Written problem: Pick out and copy each line of the records that contains the string "crowd". Case counts.

════════════════

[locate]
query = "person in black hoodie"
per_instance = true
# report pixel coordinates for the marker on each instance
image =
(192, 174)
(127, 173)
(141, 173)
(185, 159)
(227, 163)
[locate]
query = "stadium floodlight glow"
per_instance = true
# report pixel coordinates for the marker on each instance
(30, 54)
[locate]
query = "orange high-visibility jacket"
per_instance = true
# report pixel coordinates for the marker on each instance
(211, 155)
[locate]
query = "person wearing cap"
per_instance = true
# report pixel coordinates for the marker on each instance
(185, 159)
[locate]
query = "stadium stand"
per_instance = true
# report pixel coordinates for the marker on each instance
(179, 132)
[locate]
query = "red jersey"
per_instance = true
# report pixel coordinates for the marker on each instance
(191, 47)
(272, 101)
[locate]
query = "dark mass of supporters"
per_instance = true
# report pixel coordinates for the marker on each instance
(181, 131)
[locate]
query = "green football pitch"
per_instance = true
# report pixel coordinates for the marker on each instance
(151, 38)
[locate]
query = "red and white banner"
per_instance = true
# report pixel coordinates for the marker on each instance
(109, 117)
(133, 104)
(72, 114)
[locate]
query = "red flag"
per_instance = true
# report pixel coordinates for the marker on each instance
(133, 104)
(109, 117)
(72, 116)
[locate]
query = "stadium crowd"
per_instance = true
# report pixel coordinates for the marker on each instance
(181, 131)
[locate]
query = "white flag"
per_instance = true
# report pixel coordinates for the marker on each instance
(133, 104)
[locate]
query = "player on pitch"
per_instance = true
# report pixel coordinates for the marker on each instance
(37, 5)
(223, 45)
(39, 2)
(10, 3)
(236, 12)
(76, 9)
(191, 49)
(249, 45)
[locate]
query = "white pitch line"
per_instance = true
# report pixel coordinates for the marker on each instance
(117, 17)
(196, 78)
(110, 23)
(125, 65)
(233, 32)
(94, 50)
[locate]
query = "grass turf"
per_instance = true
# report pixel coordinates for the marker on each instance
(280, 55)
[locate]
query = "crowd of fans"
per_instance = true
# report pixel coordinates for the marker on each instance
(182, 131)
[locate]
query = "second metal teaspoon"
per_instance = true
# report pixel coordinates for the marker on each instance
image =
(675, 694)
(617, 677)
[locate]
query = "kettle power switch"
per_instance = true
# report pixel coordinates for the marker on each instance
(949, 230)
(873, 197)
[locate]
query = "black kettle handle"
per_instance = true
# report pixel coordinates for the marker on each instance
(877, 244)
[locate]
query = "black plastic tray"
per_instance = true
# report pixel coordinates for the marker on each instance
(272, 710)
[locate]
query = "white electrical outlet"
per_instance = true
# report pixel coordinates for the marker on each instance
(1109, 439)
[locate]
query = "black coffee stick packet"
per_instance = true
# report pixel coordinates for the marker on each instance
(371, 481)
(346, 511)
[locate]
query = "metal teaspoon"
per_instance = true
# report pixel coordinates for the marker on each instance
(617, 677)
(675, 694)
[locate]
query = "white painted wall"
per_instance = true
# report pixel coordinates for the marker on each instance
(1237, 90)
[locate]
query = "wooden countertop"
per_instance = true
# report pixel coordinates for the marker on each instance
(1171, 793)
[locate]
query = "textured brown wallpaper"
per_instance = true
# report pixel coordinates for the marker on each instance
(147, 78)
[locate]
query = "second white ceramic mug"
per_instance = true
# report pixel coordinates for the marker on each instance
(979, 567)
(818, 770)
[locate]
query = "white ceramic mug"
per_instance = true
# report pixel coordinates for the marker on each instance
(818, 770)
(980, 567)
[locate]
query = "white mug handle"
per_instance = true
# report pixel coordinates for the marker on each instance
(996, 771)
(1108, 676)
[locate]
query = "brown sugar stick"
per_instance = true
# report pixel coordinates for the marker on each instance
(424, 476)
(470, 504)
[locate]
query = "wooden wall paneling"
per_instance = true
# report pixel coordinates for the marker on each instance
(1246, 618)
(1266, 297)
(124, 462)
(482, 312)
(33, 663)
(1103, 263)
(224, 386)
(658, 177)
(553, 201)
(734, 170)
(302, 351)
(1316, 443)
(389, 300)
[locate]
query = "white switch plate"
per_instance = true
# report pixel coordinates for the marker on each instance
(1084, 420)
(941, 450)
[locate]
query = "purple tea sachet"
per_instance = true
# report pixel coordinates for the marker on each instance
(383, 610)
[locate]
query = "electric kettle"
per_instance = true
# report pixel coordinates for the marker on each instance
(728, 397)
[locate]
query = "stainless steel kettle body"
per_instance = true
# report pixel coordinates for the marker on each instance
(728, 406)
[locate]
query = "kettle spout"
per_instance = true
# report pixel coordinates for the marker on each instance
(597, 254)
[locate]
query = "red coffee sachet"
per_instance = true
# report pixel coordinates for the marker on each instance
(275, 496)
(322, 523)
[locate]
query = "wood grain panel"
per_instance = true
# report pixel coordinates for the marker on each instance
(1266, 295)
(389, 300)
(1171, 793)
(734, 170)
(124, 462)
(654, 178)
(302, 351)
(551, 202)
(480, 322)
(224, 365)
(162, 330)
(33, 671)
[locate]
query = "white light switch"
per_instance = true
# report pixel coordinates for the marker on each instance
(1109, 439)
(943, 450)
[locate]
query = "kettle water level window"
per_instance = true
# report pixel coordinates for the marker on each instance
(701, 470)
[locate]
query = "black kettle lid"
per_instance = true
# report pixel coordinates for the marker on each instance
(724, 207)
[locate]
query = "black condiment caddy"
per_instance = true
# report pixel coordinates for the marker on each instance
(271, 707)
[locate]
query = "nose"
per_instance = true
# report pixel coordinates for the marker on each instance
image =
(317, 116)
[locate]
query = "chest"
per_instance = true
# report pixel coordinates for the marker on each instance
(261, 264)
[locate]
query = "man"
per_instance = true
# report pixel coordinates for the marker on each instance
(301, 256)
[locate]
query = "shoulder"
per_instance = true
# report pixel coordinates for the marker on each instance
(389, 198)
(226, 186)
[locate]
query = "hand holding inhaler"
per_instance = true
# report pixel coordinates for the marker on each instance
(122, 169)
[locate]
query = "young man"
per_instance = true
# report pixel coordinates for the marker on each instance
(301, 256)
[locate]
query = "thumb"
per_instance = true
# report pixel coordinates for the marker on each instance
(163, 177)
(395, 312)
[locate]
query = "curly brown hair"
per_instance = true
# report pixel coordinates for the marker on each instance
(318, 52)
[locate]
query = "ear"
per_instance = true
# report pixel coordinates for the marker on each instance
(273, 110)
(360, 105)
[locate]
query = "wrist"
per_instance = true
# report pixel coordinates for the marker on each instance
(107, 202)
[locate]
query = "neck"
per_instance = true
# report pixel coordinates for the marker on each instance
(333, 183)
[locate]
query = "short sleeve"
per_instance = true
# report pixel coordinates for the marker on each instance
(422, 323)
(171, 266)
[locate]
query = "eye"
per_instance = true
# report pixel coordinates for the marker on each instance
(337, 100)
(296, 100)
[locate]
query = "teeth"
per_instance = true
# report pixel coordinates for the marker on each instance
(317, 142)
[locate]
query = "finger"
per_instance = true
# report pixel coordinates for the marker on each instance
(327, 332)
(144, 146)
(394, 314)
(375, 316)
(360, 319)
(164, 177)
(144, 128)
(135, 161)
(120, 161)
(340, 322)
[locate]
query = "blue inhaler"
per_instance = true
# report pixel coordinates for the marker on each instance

════════════════

The completed task:
query = "stadium crowd"
query = "crowd of fans"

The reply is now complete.